*Page*.
Harassment and stereotypes pushing women out of tech

6 min read

No girls

Oh look, another day another study about women in tech or gaming. I know we’re all getting a bit tired of hearing about it, but this latest bit of research raises some interesting questions, especially as it applies not just to women doing the actual tech, but even the women reporting on it.

First up, the serious technical stuff. Over in the New York Times, new research has emerged that looks at why women are less likely to pursue careers in science and technology. Figuring out why people choose not to do something is something of a theoretical nightmare, but Doctor Sapna Cheryan did some intensive research into this and found that cultural stereotypes were more to blame than we might like to admit. Dr Cheryan and her colleagues performed a range of experiments to see what might influence a young woman’s desire to pursue a degree in computer science, many of which seemed to indicate that our perceptions about future work environments and colleagues might be a key factor.

In another experiment, Dr. Cheryan and her colleagues arranged for female undergraduates to talk to an actor pretending to be a computer science major. If the actor wore a T-shirt that said “I CODE THEREFORE I AM” and claimed to enjoy video games, the students expressed less interest in studying computer science than if the actor wore a solid shirt and claimed to enjoy hanging out with friends — even if the T-shirt-clad actor was another woman.

While we might laugh at the stereotypes, studies keep showing that public perception of scientists and computer programmers hasn’t changed much in the past 70 years. In fact, since the rise of pop-cultural portrayals found in Revenge of the Nerds and The Big Bang Theory, women are even less inclined to pursue computer science qualifications.

Men sometimes scoff that if young women let such nebulous factors deter them from careers in physics or computer science, the women are exercising their own free choice, and if girls were tough enough, such exaggerated stereotypes and feelings of discomfort wouldn’t discourage them.

Stored dataset rows
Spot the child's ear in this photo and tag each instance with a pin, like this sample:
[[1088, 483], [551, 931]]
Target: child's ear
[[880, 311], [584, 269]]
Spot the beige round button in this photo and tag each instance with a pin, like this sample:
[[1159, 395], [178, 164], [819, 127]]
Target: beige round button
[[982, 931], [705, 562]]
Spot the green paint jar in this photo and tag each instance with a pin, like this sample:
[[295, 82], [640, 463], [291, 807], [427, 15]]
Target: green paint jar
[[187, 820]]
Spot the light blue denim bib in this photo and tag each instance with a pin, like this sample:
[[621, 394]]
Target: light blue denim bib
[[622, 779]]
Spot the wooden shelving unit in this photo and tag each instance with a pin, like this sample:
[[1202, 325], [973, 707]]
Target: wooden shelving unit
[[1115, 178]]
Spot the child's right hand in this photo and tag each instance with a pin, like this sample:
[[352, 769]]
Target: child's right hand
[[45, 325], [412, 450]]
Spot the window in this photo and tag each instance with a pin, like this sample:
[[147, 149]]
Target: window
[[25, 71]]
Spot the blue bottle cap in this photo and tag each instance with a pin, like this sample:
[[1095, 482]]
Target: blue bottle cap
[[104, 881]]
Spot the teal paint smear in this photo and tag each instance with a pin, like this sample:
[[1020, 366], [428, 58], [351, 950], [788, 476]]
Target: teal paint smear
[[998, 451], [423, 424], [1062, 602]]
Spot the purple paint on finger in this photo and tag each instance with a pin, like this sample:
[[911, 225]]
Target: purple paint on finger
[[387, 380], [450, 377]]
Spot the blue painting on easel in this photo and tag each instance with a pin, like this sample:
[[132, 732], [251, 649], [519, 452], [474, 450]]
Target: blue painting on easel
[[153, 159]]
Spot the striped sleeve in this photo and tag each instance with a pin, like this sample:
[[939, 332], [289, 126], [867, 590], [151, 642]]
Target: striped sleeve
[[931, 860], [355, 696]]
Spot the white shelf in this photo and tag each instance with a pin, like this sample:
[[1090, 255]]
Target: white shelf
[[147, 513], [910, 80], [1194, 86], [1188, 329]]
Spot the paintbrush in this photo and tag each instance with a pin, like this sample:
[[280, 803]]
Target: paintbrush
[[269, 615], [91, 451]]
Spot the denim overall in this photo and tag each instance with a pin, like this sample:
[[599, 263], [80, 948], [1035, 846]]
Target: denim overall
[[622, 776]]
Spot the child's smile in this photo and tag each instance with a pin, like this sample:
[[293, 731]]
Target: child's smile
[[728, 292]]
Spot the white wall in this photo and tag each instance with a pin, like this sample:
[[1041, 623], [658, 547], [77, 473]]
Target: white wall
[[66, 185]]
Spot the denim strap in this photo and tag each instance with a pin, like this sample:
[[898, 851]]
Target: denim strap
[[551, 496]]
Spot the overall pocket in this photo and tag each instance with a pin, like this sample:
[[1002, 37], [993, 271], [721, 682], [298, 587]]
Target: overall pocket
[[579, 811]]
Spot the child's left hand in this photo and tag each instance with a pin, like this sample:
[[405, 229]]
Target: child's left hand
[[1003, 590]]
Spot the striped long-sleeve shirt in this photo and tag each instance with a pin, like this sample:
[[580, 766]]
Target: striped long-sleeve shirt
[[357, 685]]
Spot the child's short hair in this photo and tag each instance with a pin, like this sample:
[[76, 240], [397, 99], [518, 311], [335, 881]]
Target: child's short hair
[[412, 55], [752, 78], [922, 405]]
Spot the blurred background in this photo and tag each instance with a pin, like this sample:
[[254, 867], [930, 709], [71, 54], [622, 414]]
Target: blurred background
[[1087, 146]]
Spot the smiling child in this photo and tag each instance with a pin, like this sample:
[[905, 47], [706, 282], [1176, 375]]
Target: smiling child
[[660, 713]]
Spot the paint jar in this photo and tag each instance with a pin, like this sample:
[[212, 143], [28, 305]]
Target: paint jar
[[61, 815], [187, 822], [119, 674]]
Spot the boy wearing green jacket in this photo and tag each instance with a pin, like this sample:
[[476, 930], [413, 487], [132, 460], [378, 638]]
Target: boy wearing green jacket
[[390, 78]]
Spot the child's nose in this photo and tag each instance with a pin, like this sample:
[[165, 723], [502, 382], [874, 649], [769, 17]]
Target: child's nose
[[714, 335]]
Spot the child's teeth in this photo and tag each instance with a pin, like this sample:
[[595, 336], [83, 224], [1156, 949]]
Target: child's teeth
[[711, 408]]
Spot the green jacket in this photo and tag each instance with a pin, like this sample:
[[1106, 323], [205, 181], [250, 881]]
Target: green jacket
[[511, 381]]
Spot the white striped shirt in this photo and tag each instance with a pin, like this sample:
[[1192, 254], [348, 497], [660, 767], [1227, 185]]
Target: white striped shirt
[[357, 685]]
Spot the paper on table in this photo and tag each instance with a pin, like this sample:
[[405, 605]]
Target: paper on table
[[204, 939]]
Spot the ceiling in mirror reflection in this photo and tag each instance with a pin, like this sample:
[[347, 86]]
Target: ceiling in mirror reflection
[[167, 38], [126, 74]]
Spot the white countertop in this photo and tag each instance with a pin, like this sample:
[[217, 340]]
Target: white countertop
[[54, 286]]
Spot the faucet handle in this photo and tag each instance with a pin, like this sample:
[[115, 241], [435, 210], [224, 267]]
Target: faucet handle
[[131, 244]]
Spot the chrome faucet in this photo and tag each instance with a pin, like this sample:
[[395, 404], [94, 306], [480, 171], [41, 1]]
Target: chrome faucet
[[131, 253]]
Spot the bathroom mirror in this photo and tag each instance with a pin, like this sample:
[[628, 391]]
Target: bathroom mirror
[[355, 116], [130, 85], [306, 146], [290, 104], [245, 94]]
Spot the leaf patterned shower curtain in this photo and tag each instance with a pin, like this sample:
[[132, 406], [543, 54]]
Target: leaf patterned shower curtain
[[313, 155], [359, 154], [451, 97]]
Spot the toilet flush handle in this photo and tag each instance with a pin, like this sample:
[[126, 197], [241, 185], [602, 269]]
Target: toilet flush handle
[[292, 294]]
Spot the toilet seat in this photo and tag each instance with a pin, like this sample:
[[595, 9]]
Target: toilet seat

*Requirement*.
Write out word for word the passage of the article on women being pushed out of tech that begins with the words containing "While we might" and ends with "wouldn’t discourage them.".

*Answer*.
While we might laugh at the stereotypes, studies keep showing that public perception of scientists and computer programmers hasn’t changed much in the past 70 years. In fact, since the rise of pop-cultural portrayals found in Revenge of the Nerds and The Big Bang Theory, women are even less inclined to pursue computer science qualifications.

Men sometimes scoff that if young women let such nebulous factors deter them from careers in physics or computer science, the women are exercising their own free choice, and if girls were tough enough, such exaggerated stereotypes and feelings of discomfort wouldn’t discourage them.